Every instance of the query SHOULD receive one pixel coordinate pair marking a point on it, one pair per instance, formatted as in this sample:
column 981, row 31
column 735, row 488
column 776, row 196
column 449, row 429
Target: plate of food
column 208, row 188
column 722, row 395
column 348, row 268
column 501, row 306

PROMPT: Reproduce exactly the lines from the one containing "column 735, row 488" through the last line of the records, both included, and nothing else.

RESPONSE AREA:
column 735, row 488
column 776, row 196
column 449, row 429
Target: plate of food
column 208, row 188
column 722, row 395
column 348, row 268
column 501, row 306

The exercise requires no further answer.